* About this exercise *
Return each line of the data below that contains the string "mask".

Dataset entries:
* * * *

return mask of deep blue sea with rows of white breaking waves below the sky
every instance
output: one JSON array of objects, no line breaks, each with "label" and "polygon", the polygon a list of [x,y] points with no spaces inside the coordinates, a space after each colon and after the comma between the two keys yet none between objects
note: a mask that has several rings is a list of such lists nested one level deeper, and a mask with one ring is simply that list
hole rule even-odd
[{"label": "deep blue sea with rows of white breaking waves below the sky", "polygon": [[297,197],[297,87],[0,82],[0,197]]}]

* * * *

* Solution for this problem *
return mask of deep blue sea with rows of white breaking waves below the sky
note: a mask that has several rings is a list of such lists nested one level deeper, and a mask with one ring is simply that list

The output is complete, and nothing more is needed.